So, wenn ihr mich nicht davon abhaltet werde ich mir wohl http://www.amazon.de/img-Stage-Line-HSE-152A-Kopfb%C3%BCgelmikrofon/dp/B000WL7LI6/ref=sr_1_16?ie=UTF8&s=ce-de&qid=1273161132&sr=1-16 hólen


----------



## Vordack (6. Mai 2010)

Erucu schrieb:


> Warum holst du dir kein Bluetooth Headset? Da gibts recht günstige die bequem am bzw im Ohr getragen werden und dadurch dein 5.1 Erlebnis kaum trüben. Für gewöhnlich werden dabei dann auch nur die Stimmen der anderen Spileer auf dein Ohr übertragen, womit die Kommunikation wesentlich leichter ist.
> 
> Problem ist aber, dass billge Headsets für gewöhnlich nur schlecht die Umgebungsgeräusche rausfiltern können, sprich deine Mitspieler werden sich weiterhin beschweren


Weil ich Ton sehr leise habe^^  Hast Du da gute Vorschläge, Preis egal? (Bis 100).

Meine Mitglieder beschweren sich nciht da ich TS einstellen kann  Es geht mir eher um die Qualität (kein rauschen usw.). Auseren nervt mich die Ansteckmöglichkeit meines Geräts da der normale  Anstecker abgebrochen ist.


----------



## Herbboy (6. Mai 2010)

bei dem Mic bin ich nicht sicher, ob das nicht nur für "profis" ist und "phantomspeisung" braucht - das ginge dann nicht mit der normalen Mic-Buchse, sondern da müßte noch ein Mic-Preamp dazwischen.

Erkundige Dich vlt. mal beim Hersteller.


----------



## Lukecheater (6. Mai 2010)
§ §
§ AUFGABENBESCHREIBUNG: Führe den Forenthread über die Wahl eines Mikrofons fürs Spielen im Anschluss an seine letzte Zeile fort.

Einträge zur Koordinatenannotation
§ §
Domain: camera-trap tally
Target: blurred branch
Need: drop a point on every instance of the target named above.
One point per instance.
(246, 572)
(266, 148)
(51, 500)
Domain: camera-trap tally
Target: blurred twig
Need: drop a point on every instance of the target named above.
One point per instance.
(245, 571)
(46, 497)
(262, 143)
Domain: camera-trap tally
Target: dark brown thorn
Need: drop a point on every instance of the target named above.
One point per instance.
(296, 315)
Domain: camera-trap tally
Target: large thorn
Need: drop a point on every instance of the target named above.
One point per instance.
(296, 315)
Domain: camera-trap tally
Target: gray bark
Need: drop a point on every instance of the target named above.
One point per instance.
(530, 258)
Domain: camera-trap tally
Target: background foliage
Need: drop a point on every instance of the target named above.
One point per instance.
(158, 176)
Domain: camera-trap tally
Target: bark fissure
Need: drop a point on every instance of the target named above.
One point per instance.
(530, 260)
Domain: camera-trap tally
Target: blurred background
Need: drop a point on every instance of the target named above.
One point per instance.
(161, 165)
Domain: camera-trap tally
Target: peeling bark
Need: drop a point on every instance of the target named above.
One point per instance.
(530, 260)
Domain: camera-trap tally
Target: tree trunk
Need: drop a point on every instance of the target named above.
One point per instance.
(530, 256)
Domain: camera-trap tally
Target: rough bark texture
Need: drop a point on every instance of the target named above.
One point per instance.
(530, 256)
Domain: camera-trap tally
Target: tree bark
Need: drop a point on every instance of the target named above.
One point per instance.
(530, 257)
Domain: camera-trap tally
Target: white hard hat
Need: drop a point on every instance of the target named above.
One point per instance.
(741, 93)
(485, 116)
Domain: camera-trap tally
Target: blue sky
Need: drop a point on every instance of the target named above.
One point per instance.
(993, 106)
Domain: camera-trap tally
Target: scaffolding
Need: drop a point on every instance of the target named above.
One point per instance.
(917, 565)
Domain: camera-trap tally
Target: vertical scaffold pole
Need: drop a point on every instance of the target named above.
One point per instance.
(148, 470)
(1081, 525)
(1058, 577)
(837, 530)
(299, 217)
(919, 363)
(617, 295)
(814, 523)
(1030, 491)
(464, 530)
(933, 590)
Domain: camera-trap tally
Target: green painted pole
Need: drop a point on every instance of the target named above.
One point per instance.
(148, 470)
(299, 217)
§ §
§ LÖSUNG DER AUFGABE:
Vordack schrieb:


> So, wenn ihr mich nicht davon abhaltet werde ich mir wohl http://www.amazon.de/img-Stage-Line-HSE-152A-Kopfb%C3%BCgelmikrofon/dp/B000WL7LI6/ref=sr_1_16?ie=UTF8&s=ce-de&qid=1273161132&sr=1-16 hólen


Selten sowas hässliches gesehen


----------



## Look (6. Mai 2010)

Oh, es gibt die auch in billiger, zumindest seh ich hier auch welche unter 50 €, da dürfte doch was dabei sein, was nicht ganz so filigran ist.

http://www.ts-audio.biz/tsshop/WGS/2355/Kopfbuegelmikrofon.htm


----------



## Vordack (7. Mai 2010)

Lukecheater schrieb:


> Vordack schrieb:
> 
> 
> > So, wenn ihr mich nicht davon abhaltet werde ich mir wohl http://www.amazon.de/img-Stage...  hólen
> ...


Ich find es sieht fast schön Pink aus    Dann mögen es vielleicht auich Frauen und sagen mir daß ich mit dem Teil Sexy aussehe^^

Und es soll super Qualität haben^^

@Look

Danke für den Link. Kennst Du Dich mit den Teilen aus? KönntestDu mir eins mit der Standard-Walkman Buchse für unter 50 empfehlen oder eine gute Marke?

Danke


----------



## Look (7. Mai 2010)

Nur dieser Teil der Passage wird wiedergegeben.